Source extract ▸

Some of the UK’s largest shippers have written to MPs demanding a parliamentary inquiry into the port congestion crippling the country’s container supply chains.
A letter from the British Retail Consortium (BRC) and Food and Drink Federation (FDF) to Lilian Greenwood MP, chair of the Commons Transport Select Committee, and Angus Brendan MacNeil MP, chair of the Commons International Trade Committee, describes importers as facing “major challenges in building up stock for the Christmas period and for the end of the transition period at the end of December”.
It requests the two committees hold a joint inquiry into “port disruption and [the] functioning of the shipping market”.
BRC chief executive Helen Dickinson explained: “The lead-up to Christmas is the most important time of year for retailers; ordinarily accounting for up a fifth of the entire year’s sales and generating a large part of annual revenues.

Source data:
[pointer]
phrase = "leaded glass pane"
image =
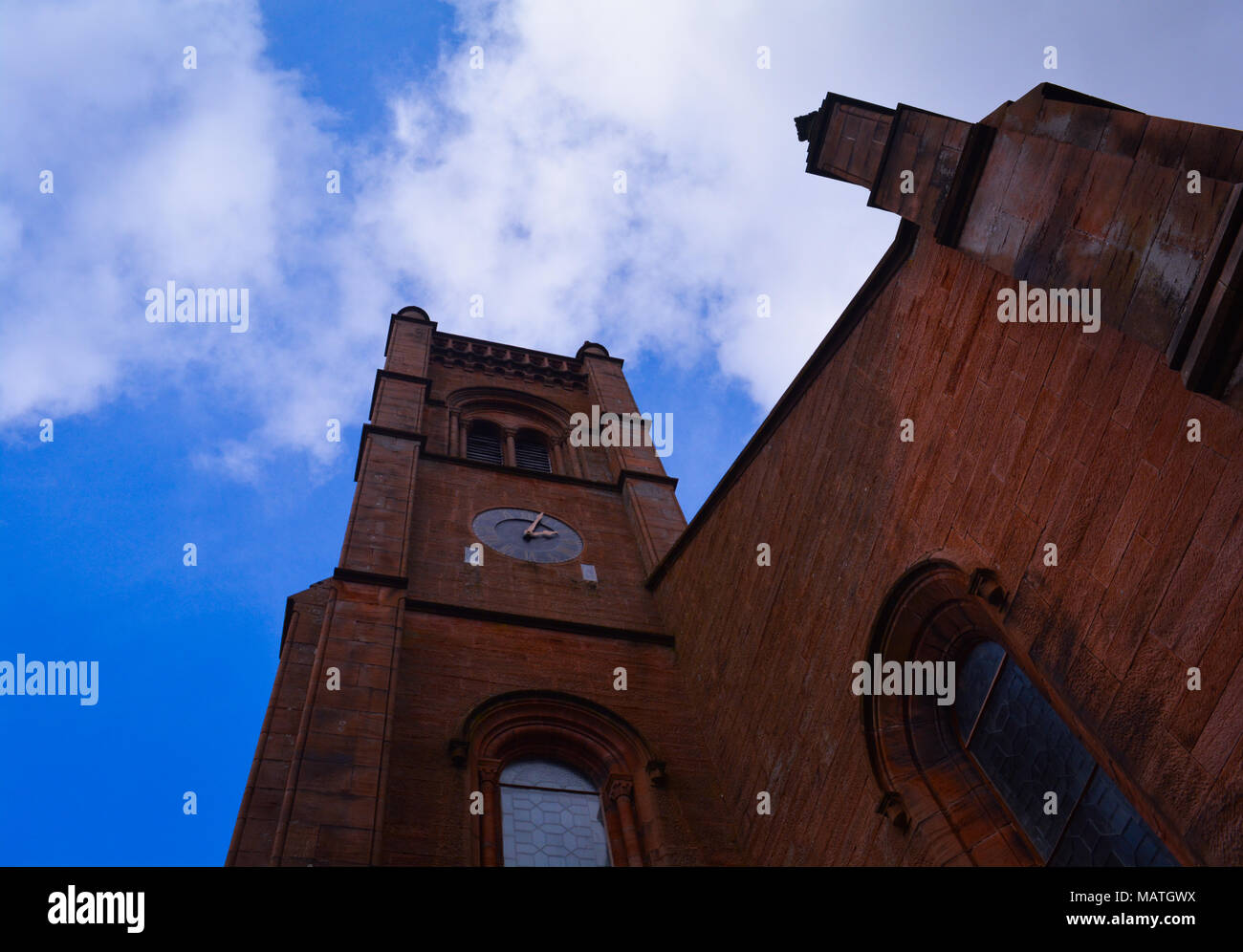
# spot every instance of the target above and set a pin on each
(551, 816)
(1105, 831)
(546, 773)
(974, 678)
(1027, 751)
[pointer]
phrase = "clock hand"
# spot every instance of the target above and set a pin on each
(531, 529)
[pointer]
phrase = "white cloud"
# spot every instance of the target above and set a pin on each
(493, 182)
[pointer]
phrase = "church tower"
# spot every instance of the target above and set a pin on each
(485, 678)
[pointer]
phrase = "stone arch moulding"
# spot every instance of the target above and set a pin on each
(510, 409)
(583, 735)
(928, 787)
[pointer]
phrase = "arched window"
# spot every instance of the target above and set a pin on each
(1036, 764)
(531, 452)
(484, 444)
(551, 815)
(968, 782)
(563, 782)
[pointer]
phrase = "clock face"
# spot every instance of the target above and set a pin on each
(527, 534)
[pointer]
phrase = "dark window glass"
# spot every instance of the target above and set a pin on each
(1106, 832)
(1027, 751)
(484, 444)
(533, 455)
(974, 678)
(551, 816)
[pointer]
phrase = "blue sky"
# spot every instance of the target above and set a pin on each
(455, 182)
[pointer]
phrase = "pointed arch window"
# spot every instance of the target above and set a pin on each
(1027, 752)
(551, 815)
(563, 782)
(972, 778)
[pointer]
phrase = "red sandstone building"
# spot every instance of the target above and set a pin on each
(452, 694)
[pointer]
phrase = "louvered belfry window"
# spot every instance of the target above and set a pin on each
(531, 454)
(484, 445)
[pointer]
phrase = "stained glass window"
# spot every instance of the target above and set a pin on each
(1027, 752)
(551, 815)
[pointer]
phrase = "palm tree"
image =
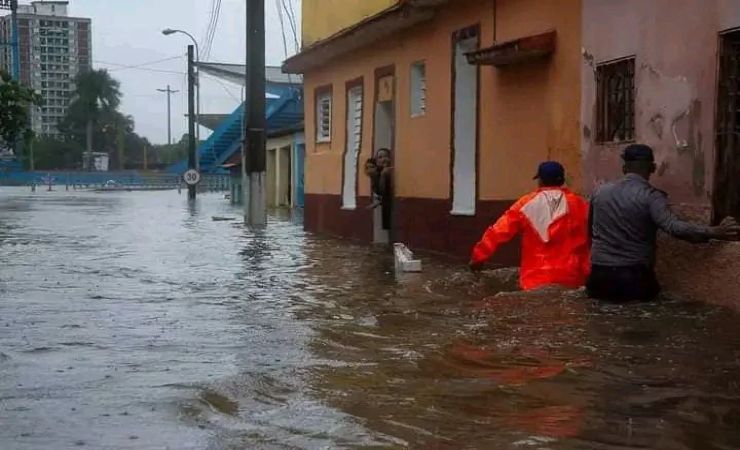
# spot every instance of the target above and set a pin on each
(96, 93)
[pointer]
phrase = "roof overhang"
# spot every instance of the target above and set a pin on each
(403, 15)
(516, 51)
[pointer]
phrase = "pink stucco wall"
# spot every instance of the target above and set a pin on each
(675, 47)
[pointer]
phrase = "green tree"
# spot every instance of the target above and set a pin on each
(52, 153)
(97, 95)
(16, 102)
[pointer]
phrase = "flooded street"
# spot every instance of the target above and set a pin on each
(135, 321)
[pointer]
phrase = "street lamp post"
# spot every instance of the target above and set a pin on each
(168, 32)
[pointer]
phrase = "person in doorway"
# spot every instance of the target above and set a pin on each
(380, 172)
(623, 223)
(553, 224)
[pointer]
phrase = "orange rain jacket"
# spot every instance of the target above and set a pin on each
(555, 238)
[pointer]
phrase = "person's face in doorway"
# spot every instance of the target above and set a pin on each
(383, 158)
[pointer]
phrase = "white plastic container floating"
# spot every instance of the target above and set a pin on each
(404, 259)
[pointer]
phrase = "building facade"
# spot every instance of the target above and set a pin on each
(54, 48)
(666, 74)
(470, 95)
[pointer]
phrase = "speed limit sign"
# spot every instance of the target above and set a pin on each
(191, 177)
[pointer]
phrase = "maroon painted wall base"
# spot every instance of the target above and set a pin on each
(422, 224)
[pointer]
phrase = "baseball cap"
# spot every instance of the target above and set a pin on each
(638, 152)
(550, 170)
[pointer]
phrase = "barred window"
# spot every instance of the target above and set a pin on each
(323, 117)
(615, 101)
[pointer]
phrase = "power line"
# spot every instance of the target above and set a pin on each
(282, 25)
(204, 40)
(137, 66)
(225, 88)
(214, 28)
(293, 24)
(145, 69)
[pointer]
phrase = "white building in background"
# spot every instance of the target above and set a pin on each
(54, 48)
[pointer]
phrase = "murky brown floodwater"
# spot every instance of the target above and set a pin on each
(132, 321)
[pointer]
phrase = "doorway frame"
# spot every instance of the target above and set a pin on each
(718, 212)
(357, 82)
(471, 31)
(380, 236)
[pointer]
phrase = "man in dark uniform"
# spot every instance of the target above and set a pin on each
(624, 220)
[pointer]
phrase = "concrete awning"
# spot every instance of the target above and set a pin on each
(403, 15)
(516, 51)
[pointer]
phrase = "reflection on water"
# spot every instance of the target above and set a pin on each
(132, 320)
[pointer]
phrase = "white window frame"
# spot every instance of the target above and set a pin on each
(323, 115)
(355, 103)
(418, 97)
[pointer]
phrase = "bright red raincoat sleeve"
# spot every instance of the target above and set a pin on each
(504, 230)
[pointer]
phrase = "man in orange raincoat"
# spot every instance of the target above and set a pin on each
(555, 239)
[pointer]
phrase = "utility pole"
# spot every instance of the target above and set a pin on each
(16, 41)
(169, 112)
(254, 150)
(191, 119)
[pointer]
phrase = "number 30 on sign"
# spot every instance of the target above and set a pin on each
(191, 177)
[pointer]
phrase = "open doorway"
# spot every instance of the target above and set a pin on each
(384, 137)
(464, 123)
(284, 177)
(726, 193)
(271, 169)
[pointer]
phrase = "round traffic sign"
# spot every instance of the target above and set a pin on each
(191, 177)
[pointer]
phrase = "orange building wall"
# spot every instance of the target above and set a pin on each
(528, 113)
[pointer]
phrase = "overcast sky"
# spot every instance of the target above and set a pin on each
(128, 32)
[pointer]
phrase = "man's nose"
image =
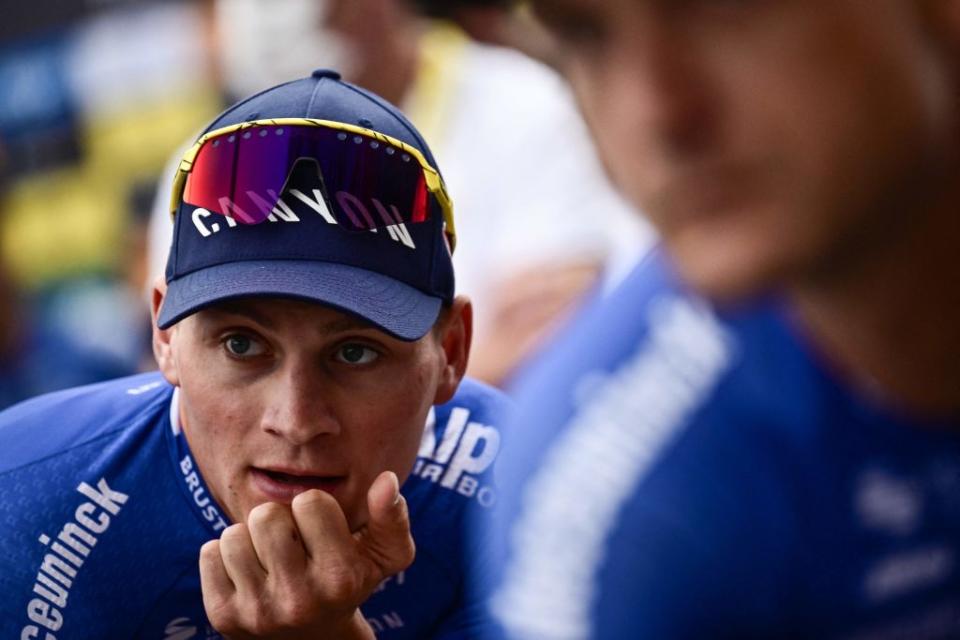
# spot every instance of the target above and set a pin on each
(299, 409)
(660, 73)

Task list ▸
1) Using the article on UK port congestion, decide whether each statement agrees with it. Give yes or no for each, and quote the words from the article that decide it. (a) The letter was addressed to the chairs of two Commons committees. (b) The letter asks each committee to run its own separate inquiry. (c) The letter says importers face difficulty building up stock for Christmas and for the end of the transition period.
2) Continue the article on UK port congestion from its final sentence.

Task-by-task answers ▸
1)
(a) Yes: "Lilian Greenwood MP, chair of the Commons Transport Select Committee, and Angus Brendan MacNeil MP, chair of the Commons International Trade Committee"
(b) No: "It requests the two committees hold a joint inquiry"
(c) Yes: "major challenges in building up stock for the Christmas period and for the end of the transition period at the end of December"

2)
“After a tremendously challenging 2020, many firms’ cashflows are under severe pressure, and so businesses are in no position to absorb these additional shipping costs. As a result, consumers will pay the final price. Christmas orders could be delayed and retailers might be left with no option but to increase product prices.
“These issues must be addressed urgently; an inquiry would provide the scrutiny needed to help get our ports flowing freely again,” she added.
The impact of port delays has been equally severe for UK food and drink manufacturers who “face additional cost to source key inputs elsewhere, while also losing sales due to missed retail promotions in the run up to a key seasonal period”, according to the FDF.
One company is reporting lost sales of over £1m “due to the delays”.
Tim Rycroft, FDF chief operating officer, said: “Our members are incurring costs totalling tens of thousands of pounds, and in some cases hundreds of thousands, directly impacting the ability of businesses to build up stockpiles of products and ingredients ahead of the end of the transition period.”
However, Tim Morris, CEO of industry association the UK Major Ports Group, defended ports’ response to the congestion and noted that the issues were not limited to the UK.
“The impact of Covid-19 has put unprecedented pressures on global supply chains. Imbalances have built up over time and there is strong demand globally for many goods sourced from Asia.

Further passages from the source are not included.